Point-per-instance localization data:
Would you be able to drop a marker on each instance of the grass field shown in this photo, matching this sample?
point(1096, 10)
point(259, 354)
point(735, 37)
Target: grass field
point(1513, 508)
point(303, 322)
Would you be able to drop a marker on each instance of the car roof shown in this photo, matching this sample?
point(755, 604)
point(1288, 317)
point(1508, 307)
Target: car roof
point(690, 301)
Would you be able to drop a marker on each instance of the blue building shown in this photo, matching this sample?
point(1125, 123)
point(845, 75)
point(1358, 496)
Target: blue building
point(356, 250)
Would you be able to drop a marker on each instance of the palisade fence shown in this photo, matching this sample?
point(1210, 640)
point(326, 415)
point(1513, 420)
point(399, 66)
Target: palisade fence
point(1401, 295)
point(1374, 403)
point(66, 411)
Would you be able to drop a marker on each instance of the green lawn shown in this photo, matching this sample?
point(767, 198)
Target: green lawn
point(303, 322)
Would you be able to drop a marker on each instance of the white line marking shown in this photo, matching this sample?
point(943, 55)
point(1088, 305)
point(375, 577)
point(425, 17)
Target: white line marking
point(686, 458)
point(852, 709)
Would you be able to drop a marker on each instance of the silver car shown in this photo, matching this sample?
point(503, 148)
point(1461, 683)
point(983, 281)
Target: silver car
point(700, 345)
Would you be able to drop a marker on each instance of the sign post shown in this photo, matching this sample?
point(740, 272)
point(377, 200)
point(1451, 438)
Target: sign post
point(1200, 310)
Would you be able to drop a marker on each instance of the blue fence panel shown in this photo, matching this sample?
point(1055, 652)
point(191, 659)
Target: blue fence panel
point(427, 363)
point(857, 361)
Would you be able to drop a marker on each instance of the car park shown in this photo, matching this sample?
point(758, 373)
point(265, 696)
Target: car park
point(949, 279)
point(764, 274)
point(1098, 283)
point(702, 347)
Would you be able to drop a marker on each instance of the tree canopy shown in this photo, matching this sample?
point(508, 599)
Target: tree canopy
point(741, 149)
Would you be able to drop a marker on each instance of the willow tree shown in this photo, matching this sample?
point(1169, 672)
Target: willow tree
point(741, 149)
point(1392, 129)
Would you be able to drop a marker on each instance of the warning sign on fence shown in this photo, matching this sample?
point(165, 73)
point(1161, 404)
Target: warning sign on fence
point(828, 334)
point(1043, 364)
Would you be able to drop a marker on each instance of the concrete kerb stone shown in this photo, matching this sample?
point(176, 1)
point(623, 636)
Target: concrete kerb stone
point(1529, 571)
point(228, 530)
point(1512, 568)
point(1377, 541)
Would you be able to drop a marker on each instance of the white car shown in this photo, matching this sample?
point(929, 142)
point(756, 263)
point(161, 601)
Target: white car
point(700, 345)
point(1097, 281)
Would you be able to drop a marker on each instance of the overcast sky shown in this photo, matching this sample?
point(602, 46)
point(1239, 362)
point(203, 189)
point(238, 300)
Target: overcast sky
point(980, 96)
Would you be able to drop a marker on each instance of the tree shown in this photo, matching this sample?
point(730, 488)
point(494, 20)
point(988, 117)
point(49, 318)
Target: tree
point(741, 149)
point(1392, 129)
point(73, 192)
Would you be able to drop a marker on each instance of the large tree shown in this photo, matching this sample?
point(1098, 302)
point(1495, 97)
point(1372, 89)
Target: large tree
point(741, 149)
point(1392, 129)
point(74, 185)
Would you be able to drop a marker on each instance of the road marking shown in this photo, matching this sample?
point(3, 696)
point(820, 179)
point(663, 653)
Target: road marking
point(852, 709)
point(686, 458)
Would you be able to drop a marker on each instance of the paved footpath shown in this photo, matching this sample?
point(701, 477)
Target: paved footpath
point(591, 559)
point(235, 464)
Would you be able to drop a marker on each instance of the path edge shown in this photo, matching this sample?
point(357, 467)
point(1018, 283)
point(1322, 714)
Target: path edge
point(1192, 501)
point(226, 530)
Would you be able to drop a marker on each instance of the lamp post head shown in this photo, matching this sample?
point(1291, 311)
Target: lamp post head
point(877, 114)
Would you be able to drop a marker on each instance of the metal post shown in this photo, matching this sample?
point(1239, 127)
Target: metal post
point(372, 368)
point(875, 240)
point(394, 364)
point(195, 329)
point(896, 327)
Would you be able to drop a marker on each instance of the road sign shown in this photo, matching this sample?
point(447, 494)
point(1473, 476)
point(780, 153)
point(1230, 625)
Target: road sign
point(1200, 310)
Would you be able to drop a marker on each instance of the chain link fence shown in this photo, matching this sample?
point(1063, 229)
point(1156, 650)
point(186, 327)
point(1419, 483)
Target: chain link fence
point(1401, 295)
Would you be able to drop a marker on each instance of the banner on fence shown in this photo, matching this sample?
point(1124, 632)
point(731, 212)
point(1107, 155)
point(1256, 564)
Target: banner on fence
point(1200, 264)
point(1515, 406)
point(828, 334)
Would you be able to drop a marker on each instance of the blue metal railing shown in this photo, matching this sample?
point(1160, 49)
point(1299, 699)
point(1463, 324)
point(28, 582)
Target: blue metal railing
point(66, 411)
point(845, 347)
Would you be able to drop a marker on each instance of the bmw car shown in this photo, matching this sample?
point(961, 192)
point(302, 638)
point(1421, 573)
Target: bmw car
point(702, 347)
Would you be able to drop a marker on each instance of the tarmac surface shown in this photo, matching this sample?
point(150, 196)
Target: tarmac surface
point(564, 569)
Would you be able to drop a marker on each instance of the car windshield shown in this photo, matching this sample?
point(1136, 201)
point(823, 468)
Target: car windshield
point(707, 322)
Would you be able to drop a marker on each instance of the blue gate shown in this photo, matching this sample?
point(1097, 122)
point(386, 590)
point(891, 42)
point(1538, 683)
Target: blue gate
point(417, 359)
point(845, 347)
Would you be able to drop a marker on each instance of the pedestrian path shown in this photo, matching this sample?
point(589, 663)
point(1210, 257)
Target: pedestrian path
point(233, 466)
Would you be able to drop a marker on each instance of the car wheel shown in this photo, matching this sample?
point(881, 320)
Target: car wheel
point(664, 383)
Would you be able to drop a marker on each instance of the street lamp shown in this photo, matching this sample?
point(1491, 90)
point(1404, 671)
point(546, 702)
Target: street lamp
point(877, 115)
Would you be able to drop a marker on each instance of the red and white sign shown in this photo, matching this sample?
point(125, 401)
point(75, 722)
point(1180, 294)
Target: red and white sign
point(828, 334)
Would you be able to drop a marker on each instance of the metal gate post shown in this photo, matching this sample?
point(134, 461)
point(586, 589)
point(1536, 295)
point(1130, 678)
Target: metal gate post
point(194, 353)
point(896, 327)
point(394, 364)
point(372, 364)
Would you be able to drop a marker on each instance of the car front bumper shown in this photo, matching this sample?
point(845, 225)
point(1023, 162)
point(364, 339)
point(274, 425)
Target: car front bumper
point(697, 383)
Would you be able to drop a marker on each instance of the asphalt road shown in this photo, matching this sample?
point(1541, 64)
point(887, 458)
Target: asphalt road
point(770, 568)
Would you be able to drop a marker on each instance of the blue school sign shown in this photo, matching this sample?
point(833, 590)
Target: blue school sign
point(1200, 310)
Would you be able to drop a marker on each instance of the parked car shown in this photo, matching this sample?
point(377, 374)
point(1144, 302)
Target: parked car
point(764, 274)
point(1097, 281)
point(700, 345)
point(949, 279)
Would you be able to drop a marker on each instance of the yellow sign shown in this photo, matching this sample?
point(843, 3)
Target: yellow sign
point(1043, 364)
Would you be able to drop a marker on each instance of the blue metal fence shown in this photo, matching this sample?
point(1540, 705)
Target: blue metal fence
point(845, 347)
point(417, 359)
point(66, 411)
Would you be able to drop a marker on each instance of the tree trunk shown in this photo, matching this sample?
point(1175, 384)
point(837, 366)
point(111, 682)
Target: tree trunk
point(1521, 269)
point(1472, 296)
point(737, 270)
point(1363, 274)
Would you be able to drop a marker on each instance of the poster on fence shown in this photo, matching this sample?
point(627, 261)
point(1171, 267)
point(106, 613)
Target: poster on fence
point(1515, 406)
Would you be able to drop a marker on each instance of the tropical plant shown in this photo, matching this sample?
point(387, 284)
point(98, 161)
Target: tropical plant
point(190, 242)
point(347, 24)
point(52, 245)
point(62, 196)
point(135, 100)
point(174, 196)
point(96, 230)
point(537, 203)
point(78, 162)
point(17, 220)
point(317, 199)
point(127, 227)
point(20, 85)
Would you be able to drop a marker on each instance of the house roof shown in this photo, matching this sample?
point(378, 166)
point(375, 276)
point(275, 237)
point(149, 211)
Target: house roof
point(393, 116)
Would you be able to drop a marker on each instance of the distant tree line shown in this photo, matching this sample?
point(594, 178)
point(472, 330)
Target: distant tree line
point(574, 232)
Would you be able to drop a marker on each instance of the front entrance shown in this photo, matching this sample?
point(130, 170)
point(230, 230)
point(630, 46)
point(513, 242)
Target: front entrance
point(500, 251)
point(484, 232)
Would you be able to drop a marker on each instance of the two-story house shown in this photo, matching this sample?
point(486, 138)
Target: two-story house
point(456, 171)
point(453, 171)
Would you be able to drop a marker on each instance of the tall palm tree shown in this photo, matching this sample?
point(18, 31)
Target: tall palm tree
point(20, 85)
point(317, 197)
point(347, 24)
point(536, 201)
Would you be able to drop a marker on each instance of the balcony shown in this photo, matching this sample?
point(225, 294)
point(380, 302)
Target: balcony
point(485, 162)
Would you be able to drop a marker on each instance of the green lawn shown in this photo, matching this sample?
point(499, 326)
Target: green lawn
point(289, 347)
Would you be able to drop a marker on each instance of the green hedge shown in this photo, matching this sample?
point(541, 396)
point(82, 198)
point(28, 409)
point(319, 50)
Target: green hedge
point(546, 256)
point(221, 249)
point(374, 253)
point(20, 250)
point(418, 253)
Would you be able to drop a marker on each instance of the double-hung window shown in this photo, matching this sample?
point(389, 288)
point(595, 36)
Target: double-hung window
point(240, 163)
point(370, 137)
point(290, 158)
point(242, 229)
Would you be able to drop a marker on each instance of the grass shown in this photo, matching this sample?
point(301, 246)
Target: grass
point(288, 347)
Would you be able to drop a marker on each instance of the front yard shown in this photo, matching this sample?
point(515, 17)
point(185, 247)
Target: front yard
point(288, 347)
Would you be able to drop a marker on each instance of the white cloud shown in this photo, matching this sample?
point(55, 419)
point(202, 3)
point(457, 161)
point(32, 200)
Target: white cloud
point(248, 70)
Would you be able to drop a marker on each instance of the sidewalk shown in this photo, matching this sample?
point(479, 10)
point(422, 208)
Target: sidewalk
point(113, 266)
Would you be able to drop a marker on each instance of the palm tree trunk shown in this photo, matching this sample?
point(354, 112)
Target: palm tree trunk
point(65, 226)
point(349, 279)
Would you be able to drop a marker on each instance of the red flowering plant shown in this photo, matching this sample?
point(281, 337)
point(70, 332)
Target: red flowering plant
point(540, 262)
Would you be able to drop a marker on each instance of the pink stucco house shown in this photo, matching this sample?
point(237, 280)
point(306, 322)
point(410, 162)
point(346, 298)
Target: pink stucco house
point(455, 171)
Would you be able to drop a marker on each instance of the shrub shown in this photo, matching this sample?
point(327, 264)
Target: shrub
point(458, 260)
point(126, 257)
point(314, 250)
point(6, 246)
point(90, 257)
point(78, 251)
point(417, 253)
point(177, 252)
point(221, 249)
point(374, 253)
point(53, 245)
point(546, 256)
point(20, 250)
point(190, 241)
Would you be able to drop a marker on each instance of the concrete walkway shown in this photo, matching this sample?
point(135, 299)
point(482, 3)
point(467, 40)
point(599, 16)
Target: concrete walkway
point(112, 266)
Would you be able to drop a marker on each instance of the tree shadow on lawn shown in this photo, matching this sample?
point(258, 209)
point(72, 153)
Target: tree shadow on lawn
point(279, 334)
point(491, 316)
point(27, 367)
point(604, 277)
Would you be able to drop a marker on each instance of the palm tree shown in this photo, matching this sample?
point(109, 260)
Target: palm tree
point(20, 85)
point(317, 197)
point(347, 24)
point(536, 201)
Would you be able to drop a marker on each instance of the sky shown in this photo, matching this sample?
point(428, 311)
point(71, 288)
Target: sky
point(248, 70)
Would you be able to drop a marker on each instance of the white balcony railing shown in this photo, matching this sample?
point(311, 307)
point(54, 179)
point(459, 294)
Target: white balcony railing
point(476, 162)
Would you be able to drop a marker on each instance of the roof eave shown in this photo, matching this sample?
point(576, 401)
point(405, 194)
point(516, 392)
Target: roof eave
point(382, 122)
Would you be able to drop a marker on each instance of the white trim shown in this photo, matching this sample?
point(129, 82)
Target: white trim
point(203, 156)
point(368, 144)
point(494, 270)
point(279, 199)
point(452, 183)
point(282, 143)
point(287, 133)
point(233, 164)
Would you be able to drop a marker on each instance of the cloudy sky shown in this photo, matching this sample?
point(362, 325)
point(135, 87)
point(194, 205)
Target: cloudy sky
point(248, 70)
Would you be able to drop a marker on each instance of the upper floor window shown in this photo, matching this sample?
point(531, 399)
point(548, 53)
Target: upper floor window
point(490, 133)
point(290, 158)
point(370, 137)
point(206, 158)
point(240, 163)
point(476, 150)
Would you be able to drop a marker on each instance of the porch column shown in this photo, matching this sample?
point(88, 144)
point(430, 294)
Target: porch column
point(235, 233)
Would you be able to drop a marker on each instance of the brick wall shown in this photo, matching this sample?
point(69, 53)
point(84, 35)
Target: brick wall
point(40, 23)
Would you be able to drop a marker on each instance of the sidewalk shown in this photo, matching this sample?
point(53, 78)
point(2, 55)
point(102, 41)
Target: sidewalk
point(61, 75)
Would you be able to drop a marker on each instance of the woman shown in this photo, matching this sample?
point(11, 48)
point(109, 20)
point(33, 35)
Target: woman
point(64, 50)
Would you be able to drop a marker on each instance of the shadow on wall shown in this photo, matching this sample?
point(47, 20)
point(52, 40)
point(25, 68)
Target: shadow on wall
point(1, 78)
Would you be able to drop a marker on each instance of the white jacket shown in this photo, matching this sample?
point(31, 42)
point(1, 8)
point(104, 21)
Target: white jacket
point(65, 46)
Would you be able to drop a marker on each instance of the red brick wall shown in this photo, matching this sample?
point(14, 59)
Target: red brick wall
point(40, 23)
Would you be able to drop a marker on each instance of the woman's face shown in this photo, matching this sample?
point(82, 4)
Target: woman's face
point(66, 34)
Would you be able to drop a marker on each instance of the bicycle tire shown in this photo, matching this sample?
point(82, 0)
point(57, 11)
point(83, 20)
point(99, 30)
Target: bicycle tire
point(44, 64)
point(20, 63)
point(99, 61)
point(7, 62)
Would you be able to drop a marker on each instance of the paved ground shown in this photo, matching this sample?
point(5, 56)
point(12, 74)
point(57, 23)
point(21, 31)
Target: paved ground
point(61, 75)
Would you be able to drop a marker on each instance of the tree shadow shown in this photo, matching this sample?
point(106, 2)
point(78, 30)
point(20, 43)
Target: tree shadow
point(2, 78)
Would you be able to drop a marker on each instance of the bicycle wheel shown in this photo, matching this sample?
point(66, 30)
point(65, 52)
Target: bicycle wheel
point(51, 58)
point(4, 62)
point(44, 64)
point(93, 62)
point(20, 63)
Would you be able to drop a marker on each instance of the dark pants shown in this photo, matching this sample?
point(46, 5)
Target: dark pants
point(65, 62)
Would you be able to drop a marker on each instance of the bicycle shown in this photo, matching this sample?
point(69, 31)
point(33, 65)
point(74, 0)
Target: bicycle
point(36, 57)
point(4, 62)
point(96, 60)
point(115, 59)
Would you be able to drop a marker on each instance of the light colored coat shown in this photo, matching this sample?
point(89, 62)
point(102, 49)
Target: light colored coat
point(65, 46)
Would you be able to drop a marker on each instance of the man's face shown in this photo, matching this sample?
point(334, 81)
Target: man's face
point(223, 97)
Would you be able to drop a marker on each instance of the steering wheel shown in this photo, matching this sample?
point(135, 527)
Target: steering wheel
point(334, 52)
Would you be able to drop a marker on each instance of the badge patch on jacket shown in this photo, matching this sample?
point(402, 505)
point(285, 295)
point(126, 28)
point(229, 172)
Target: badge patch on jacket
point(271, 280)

YOUR GOAL: Give back exactly the lines above, from the line containing "Target: bmw car" through the line containing "the red and", with both end lines and nothing more.

RESULT FOR THIS EXERCISE:
Target: bmw car
point(702, 347)
Would you be able to drop a marker on each instance of the tarmac surface shown in this photo, matching this sample?
point(150, 196)
Target: tarmac surface
point(564, 569)
Would you be able to drop a marker on each instance of the car windshield shown in this photo, matching this sample?
point(1136, 201)
point(823, 468)
Target: car windshield
point(707, 322)
Would you be able to drop a marker on each instance of the blue gate shown in this photo, matching this sample?
point(1097, 122)
point(386, 590)
point(891, 42)
point(1538, 683)
Target: blue gate
point(417, 359)
point(845, 347)
Would you be able to drop a marker on each instance of the pedestrian path shown in this photo, matching this sample?
point(589, 663)
point(1210, 257)
Target: pedestrian path
point(233, 466)
Would you be able to drop a marker on each instance of the car wheel shown in this photo, matching this sample?
point(881, 320)
Target: car wheel
point(664, 383)
Would you be able to drop a marker on each instance of the street lamp shown in this photo, matching this sample?
point(1491, 90)
point(1404, 671)
point(546, 702)
Target: street lamp
point(877, 115)
Would you be able to drop a marker on each instance of the red and white sign shown in this photo, matching this sample?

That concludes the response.